● TASK DESCRIPTION: Copy out, exactly as given, every line from the line with "the shark head." to the end of the listing, both of those lines included.

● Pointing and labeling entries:
────────────────────
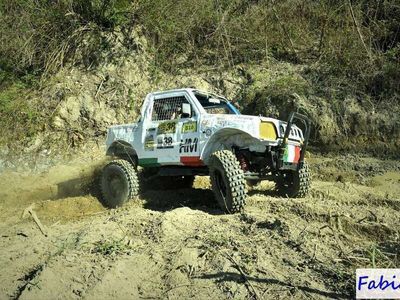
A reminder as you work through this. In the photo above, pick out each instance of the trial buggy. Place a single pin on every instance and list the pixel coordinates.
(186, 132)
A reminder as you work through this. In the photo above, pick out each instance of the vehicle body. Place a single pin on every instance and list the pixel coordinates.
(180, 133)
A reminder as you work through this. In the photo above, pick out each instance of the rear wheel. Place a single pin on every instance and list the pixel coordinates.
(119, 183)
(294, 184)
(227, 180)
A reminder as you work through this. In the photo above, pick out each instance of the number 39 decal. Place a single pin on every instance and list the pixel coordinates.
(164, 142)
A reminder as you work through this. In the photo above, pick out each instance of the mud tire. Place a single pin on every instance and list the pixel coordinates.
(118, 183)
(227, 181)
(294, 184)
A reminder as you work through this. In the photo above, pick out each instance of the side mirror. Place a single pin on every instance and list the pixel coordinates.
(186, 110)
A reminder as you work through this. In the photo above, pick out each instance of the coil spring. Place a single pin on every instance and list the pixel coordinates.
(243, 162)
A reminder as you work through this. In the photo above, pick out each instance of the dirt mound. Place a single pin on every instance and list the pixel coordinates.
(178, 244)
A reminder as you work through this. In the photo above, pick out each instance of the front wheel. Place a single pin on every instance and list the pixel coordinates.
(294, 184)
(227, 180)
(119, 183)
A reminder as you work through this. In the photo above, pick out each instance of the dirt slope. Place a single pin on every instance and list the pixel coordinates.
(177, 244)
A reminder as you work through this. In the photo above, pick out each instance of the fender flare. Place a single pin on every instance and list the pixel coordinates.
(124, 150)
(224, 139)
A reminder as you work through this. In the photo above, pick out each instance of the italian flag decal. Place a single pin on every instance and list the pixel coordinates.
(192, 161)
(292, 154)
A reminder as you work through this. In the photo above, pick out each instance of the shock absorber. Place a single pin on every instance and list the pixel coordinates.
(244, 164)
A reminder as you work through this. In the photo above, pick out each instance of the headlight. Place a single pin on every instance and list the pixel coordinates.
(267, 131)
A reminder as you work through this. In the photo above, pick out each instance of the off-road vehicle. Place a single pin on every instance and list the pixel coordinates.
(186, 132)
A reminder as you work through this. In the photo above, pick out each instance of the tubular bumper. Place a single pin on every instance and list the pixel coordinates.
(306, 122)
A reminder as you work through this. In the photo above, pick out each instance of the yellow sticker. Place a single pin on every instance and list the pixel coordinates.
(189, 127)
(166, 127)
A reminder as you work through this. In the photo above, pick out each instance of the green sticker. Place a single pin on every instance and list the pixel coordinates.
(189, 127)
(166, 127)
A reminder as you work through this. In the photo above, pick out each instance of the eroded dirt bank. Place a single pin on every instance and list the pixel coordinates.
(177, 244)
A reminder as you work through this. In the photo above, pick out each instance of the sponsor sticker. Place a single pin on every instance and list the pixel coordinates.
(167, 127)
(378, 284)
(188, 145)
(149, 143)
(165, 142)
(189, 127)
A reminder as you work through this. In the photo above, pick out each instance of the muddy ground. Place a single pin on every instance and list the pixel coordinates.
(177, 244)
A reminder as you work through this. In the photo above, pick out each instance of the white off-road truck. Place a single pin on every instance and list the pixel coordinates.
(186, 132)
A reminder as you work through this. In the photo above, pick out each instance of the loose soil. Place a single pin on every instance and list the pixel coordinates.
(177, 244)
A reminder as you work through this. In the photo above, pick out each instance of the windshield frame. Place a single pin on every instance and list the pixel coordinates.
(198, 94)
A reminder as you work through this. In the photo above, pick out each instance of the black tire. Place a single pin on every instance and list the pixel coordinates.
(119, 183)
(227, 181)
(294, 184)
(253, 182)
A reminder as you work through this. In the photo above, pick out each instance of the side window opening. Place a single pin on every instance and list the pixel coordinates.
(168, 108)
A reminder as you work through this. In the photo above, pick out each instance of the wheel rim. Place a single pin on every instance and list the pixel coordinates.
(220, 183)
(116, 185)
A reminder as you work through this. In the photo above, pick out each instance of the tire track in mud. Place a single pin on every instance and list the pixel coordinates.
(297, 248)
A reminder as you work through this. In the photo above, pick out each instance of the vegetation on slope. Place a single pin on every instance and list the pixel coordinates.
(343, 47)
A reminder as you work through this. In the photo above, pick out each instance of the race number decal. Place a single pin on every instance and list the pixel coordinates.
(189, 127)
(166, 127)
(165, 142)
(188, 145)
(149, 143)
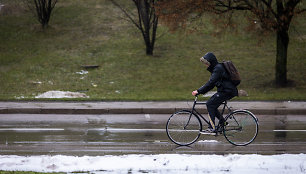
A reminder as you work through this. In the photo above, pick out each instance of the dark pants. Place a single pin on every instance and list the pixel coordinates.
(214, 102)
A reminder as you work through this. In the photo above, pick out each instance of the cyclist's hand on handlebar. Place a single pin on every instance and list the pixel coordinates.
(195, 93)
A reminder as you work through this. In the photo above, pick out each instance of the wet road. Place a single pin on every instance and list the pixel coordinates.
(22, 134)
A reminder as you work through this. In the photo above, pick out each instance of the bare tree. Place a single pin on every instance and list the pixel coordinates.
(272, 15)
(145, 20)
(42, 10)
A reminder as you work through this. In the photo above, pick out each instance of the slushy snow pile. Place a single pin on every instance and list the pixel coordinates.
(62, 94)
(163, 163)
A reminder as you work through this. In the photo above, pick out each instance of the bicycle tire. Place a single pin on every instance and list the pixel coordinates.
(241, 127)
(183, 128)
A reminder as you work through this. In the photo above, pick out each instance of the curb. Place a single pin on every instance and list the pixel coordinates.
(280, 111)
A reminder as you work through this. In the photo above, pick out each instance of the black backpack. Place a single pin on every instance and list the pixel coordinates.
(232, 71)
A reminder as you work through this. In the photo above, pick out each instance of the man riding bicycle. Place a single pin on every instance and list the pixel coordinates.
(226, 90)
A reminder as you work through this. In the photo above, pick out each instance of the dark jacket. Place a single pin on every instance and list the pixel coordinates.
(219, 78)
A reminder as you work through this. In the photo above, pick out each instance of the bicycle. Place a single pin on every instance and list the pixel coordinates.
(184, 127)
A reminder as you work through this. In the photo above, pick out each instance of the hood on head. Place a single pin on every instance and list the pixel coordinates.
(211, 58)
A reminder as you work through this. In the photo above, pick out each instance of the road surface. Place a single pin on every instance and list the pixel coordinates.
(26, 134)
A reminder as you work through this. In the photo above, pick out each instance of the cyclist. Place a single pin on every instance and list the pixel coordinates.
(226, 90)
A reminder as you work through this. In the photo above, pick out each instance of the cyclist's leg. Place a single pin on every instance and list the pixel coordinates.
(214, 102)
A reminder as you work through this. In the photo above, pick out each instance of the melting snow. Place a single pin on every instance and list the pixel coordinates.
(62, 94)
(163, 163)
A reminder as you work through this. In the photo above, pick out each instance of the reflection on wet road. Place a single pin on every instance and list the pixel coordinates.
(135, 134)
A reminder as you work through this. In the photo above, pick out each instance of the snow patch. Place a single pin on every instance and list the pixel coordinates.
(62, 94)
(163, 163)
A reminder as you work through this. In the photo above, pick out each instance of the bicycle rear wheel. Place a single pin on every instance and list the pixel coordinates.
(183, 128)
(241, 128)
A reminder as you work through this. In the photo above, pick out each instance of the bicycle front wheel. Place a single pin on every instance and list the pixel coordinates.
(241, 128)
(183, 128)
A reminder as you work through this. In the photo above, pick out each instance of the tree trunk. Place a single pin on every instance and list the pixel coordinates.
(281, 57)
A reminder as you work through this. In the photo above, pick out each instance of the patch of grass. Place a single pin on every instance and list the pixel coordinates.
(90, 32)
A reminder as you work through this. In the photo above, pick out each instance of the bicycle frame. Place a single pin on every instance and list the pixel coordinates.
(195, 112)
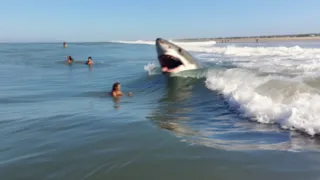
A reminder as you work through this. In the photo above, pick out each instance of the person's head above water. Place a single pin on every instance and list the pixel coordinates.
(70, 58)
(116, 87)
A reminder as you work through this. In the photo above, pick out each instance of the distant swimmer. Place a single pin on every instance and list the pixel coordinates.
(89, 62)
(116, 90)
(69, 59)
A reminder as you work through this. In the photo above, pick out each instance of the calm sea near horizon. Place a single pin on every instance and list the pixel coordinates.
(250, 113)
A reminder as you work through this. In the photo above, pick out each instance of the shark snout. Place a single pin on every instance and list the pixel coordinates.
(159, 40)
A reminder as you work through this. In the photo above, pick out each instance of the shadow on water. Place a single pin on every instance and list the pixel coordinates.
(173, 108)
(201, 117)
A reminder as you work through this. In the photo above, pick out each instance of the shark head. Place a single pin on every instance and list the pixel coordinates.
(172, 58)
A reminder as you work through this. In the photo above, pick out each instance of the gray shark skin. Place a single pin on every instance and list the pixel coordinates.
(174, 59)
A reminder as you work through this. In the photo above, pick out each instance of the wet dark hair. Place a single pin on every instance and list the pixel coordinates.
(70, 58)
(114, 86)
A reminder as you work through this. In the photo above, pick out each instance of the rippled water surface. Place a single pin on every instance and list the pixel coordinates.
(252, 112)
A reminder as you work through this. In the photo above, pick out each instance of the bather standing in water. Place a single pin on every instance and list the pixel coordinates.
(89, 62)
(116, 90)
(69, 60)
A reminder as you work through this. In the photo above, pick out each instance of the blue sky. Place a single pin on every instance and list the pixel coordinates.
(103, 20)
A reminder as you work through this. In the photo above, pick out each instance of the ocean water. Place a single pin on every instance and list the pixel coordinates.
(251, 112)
────────────────────
● OUTPUT FOR THIS EXERCISE:
A reminder as you work through this. In the photo above, pick out each instance of the shark head. Place a single pin on every instance and list the pixel coordinates.
(172, 58)
A reminder as you work through this. In the photo above, pick out each instance of the gray shark skin. Place a single pin on every instance and list the pixel coordinates.
(174, 59)
A reminder as you work through this. In the photo above, pick out each instance of the wet dark hair. Place a single pin on every instance and list the pixel coordinates.
(70, 58)
(114, 86)
A reminder as you work through this. In the photo above, pick out each instance of the rippled water surface. Place a single pin on every instance and list the pixel coordinates.
(252, 112)
A reminder as you work through this. In the photo above, pick out each instance of the bather standing in water. Place a single pin on every instance and list the pixel coordinates.
(89, 62)
(116, 90)
(69, 60)
A reminder as you work through this. In the photo above, pick out each instance of the blue sky. Place a single pin on every instance and list the pixel coordinates.
(103, 20)
A reminder as you work through this. In the photo above, pick out each instance of the ocean water. Place a single pin on every instance and list the pixel coordinates.
(251, 112)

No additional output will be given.